Цель задания A: Чем, согласно отрывку о прошлом и настоящем, оказывается «А», если совершенно подобное ему содержание постоянно находится в сознании?
Цель задания B: Пожалуйста, допишите продолжение отрывка о прошлом и настоящем, начиная сразу после его последнего предложения.

Приведённый отрывок:
———

Возможно, кто-то возразит, что "А" само по себе действительно прошлое, но что в сознании благодаря оригинальной ассоциации появляется новое содержание: "А" с характеристикой «прошлое». Тем не менее, если содержание, совершенно подобное "А", постоянно находится в сознании, даже с новым моментом, то "А" именно не прошлое, а длящееся. Следовательно, оно есть теперь и постоянно есть, и есть вместе с новым моментом «прошлое» – прошлое и настоящее одновременно.

Но как в таком случае мы знаем, что "А" существовало раньше, что оно уже существовало до существования настоящего "А"? Откуда мы получаем идею прошлого? Наличие "А" в сознании через присоединение нового момента, даже если мы называем этот новый момент моментом прошлого, неспособно объяснить трансцендирующее сознание: "А" прошлое. Оно не может дать ни малейшего представления о том, что то, что я теперь имею в сознании как "А" с его новой характеристикой, тождественно с чем-то, чего теперь нет в сознании, но что существовало.

———

[Записанные данные]
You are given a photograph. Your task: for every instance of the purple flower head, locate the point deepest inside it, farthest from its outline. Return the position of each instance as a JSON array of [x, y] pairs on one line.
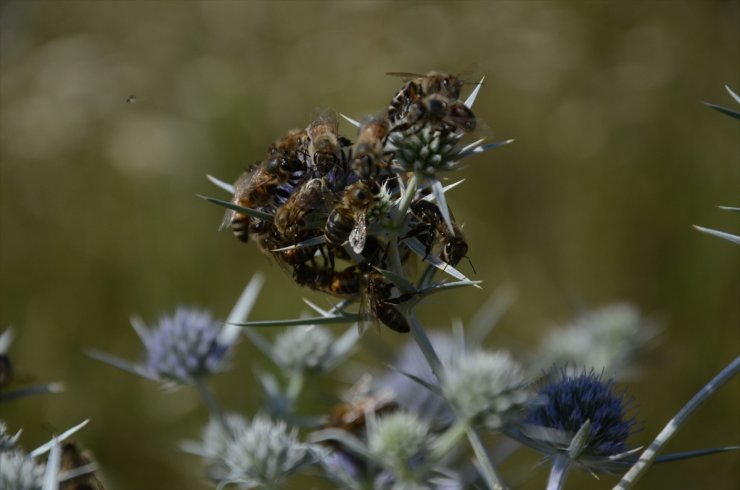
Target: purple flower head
[[566, 404], [184, 346], [569, 401]]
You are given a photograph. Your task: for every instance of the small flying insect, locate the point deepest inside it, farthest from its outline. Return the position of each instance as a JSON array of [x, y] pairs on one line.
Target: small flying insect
[[348, 220], [75, 458], [324, 147], [433, 229], [307, 198], [367, 152]]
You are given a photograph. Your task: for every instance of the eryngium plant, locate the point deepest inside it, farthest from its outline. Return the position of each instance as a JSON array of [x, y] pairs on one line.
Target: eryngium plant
[[349, 219]]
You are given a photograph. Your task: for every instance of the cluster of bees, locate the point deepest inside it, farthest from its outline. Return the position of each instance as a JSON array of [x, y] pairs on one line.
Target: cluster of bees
[[325, 199]]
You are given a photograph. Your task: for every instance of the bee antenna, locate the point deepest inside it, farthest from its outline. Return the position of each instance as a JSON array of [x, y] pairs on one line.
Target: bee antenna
[[471, 264]]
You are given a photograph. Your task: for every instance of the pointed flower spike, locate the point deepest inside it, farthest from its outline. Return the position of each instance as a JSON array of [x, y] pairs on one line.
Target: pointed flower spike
[[733, 94], [350, 120], [416, 246], [6, 339], [721, 234], [64, 435], [241, 311], [51, 476], [322, 320], [239, 209], [121, 364], [439, 195], [474, 94], [317, 240], [220, 183], [430, 197]]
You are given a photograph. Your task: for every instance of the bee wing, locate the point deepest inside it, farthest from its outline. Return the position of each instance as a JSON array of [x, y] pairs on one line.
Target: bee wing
[[358, 235], [328, 117], [404, 74]]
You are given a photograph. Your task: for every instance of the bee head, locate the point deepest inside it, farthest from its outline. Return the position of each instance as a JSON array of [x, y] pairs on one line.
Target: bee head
[[324, 160], [454, 251]]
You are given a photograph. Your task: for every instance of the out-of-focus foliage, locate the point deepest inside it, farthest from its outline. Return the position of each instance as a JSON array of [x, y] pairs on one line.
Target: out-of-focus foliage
[[614, 159]]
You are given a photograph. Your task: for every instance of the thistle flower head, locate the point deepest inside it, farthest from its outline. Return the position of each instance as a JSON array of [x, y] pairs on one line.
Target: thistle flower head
[[380, 207], [607, 338], [426, 151], [184, 346], [19, 471], [569, 402], [400, 440], [486, 387], [256, 453], [303, 348]]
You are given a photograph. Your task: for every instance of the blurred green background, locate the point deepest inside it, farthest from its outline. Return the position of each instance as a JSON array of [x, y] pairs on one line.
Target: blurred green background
[[614, 160]]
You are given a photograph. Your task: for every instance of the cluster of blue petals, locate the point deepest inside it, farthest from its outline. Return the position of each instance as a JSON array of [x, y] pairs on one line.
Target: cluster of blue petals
[[569, 401], [185, 345]]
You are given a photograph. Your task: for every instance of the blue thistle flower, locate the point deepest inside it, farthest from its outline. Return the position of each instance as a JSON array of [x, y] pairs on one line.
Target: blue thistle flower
[[184, 346], [567, 404]]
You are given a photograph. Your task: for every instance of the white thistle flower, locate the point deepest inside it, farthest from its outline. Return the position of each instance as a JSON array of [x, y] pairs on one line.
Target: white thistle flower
[[304, 348], [486, 387], [400, 440], [607, 338], [251, 454], [19, 471]]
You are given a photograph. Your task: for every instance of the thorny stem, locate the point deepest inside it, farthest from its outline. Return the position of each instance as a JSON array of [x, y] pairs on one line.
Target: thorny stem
[[213, 407], [422, 340], [449, 439], [484, 460], [558, 472], [648, 456], [395, 256], [406, 200], [295, 385]]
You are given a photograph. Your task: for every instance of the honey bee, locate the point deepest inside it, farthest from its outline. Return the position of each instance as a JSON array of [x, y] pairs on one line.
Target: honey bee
[[382, 307], [419, 86], [73, 457], [344, 284], [268, 182], [348, 220], [367, 152], [350, 414], [369, 287], [438, 110], [324, 147], [6, 370], [434, 229], [307, 198]]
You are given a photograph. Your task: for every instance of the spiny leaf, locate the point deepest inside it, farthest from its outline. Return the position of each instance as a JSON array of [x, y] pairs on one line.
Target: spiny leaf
[[239, 209]]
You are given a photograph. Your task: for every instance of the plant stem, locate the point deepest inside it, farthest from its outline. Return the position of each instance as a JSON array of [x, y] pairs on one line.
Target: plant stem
[[558, 472], [213, 407], [447, 441], [295, 386], [648, 456], [484, 460], [406, 200], [422, 340]]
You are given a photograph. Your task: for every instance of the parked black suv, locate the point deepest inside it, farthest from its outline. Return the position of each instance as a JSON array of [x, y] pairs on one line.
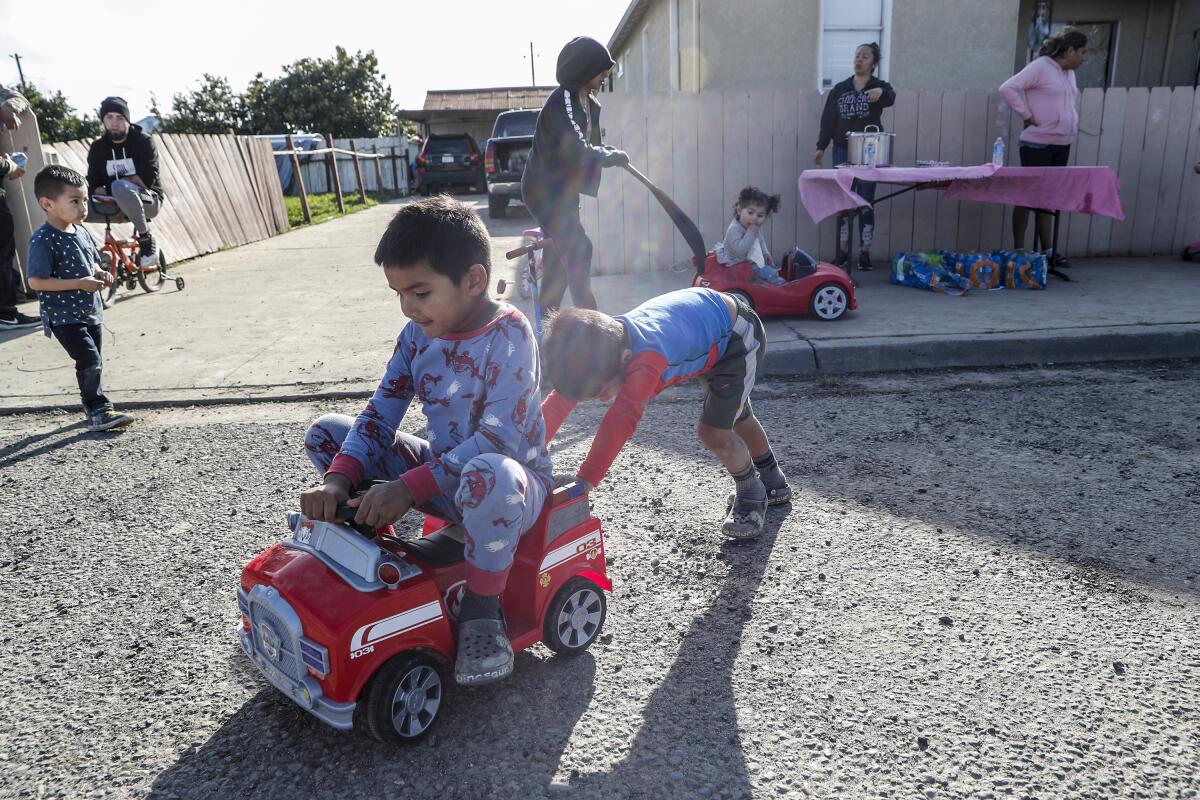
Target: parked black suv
[[449, 160], [505, 157]]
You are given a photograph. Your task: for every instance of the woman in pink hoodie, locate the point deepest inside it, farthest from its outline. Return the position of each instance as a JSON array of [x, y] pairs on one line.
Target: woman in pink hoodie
[[1043, 94]]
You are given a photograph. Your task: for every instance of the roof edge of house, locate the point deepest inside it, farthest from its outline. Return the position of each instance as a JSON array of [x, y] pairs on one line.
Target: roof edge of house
[[629, 19]]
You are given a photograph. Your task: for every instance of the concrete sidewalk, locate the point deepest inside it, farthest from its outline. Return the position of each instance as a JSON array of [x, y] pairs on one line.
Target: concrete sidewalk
[[307, 313]]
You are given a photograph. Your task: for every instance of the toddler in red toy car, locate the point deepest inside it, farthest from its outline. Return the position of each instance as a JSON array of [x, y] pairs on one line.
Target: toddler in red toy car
[[473, 365], [685, 334], [743, 239]]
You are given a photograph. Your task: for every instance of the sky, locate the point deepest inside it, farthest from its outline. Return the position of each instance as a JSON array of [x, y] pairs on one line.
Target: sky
[[142, 48]]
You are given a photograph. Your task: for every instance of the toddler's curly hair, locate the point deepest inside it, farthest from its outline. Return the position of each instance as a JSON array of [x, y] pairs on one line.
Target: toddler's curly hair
[[755, 196]]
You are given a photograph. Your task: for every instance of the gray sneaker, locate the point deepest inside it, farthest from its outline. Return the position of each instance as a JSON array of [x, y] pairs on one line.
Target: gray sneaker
[[485, 655], [745, 518], [775, 497], [107, 420]]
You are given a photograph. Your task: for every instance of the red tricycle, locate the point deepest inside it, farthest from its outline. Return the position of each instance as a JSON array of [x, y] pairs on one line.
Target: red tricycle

———

Итог упражнения A: Не прошлым, а длящимся.

Итог упражнения B:
Что же тогда представляют собой моменты оригинальной ассоциации, которые теперь переживаются? Быть может, они сами являются временами? В таком случае мы сталкиваемся с противоречием: все эти моменты есть теперь, заключённые в том же сознании объекта; они, следовательно, одновременны. И всё же последовательность времени исключает одновременность. Быть может, эти моменты – не сами временные моменты, а временные знаки? Но это лишь даёт нам новое слово. Сознание времени всё ещё не проанализировано: остаётся необъяснённым, как на основе таких знаков конституируется сознание прошлого, или каким образом, каким путём и посредством каких аппрегензий эти переживаемые моменты функционируют иначе, чем моменты качества, и функционируют так, что сознание, которое должно быть теперь, приходит к отношению с не-теперь.

Попытка трактовать прошлое как нечто нереальное и несуществующее также весьма сомнительна. Налагающийся психический момент не может создать ирреальность, равно как и не может устранить настоящее существование. Фактически вся сфера оригинальной ассоциации является настоящим и реальным переживанием. К этой сфере принадлежит весь ряд оригинальных временных моментов, произведённых оригинальной ассоциацией, вместе с остальными моментами, принадлежащими временному объекту.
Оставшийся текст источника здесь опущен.